Exercise goal ▸ Reproduce every line of the listing below verbatim, leaving out the pictures.

start Data supplied

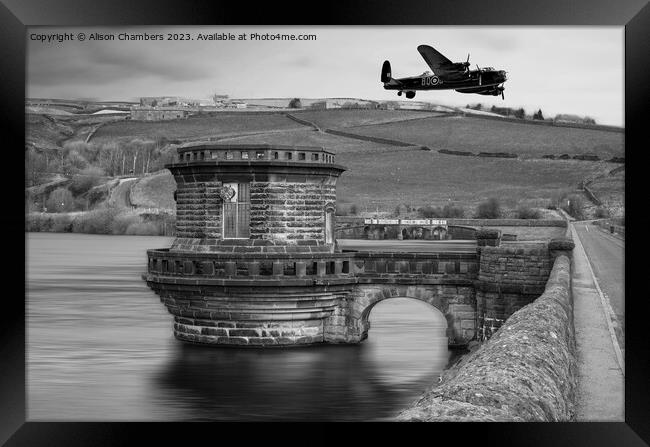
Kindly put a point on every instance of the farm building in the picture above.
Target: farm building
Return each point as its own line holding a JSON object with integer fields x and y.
{"x": 158, "y": 113}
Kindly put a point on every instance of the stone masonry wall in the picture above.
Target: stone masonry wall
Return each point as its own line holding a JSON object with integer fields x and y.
{"x": 198, "y": 210}
{"x": 289, "y": 212}
{"x": 349, "y": 323}
{"x": 525, "y": 372}
{"x": 510, "y": 277}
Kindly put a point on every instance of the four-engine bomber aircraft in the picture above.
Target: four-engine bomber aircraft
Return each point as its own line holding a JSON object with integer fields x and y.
{"x": 446, "y": 75}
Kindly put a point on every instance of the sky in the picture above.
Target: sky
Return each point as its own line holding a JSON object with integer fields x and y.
{"x": 576, "y": 70}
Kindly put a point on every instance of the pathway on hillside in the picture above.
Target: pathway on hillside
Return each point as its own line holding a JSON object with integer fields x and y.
{"x": 606, "y": 254}
{"x": 601, "y": 382}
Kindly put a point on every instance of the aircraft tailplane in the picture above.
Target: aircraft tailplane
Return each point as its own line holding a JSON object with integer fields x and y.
{"x": 386, "y": 74}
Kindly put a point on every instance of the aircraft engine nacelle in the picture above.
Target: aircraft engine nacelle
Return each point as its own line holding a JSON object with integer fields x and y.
{"x": 386, "y": 74}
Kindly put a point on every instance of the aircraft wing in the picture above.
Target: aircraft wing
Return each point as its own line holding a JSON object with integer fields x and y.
{"x": 438, "y": 63}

end Data supplied

Response to the task ▸
Kindly put a point on every instance of the farm building in the picture above.
Target: farm building
Return each point as its own line holding a JSON object with integer fields x and y.
{"x": 158, "y": 113}
Kindly put a point on every instance of the stone masonry wall in the picture above.
Target: stone masonry wall
Return each point as its own line holding a JSON object with integer fields x and y.
{"x": 198, "y": 210}
{"x": 289, "y": 212}
{"x": 349, "y": 323}
{"x": 525, "y": 372}
{"x": 510, "y": 277}
Kindly put a point on every instance of the four-engine bomber aircraft in the picture above.
Target: four-engine bomber aircraft
Return each point as its own line holding a JSON object with integer fields x and y.
{"x": 446, "y": 75}
Kindly put a point on every instance of the sky in the picture above.
Target: sky
Return each point as its own line holding a JSON object with integer fields x and y.
{"x": 576, "y": 70}
Kindly put a point on every instance of the pathway on hillside in the picture above.
Target: pathway on hillside
Return each point as its own line holding a JSON object with integer fields x and y.
{"x": 606, "y": 254}
{"x": 601, "y": 382}
Kindly put a point on every instance of the aircraft tailplane in the picture above.
Target: aircraft tailplane
Return each point as its own line holding a JSON object with integer fields x and y.
{"x": 386, "y": 74}
Kindly put a point on every instance of the aircraft engine nacelle in the picture above.
Target: aircraft engine nacelle
Return each point as its own line holding a JSON object with integer fields x and y.
{"x": 386, "y": 74}
Kindly put a point on every instance of the aircraft wing in the picture above.
Target: aircraft wing
Return each point as its own line holding a JSON object with integer fields x and y.
{"x": 438, "y": 63}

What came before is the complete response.